Written request: Reproduce the records below verbatim, leaving out the pictures.

Information shown:
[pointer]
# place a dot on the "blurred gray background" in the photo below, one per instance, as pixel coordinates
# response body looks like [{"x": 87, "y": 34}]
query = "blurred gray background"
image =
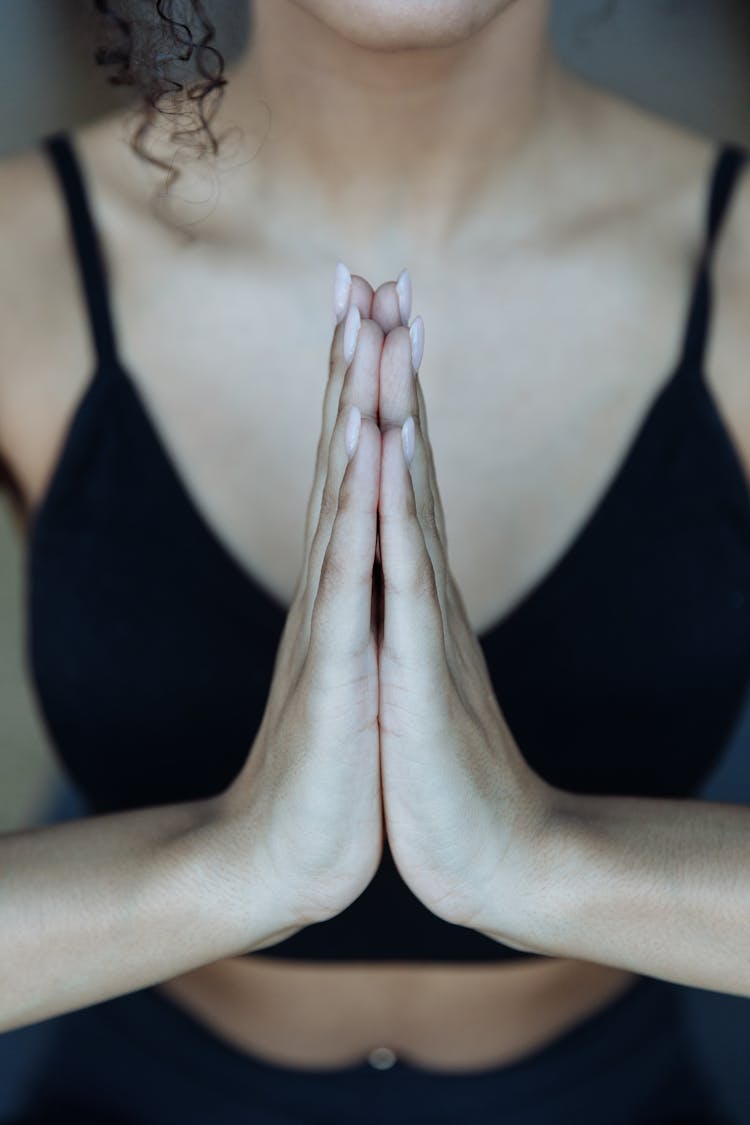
[{"x": 687, "y": 59}]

Output of the exercise:
[pointer]
# place a dot on the "blurred gray background" in the photo below, one per instance, as pixel coordinates
# response body looks like [{"x": 87, "y": 34}]
query = "blurred gray background"
image =
[{"x": 687, "y": 59}]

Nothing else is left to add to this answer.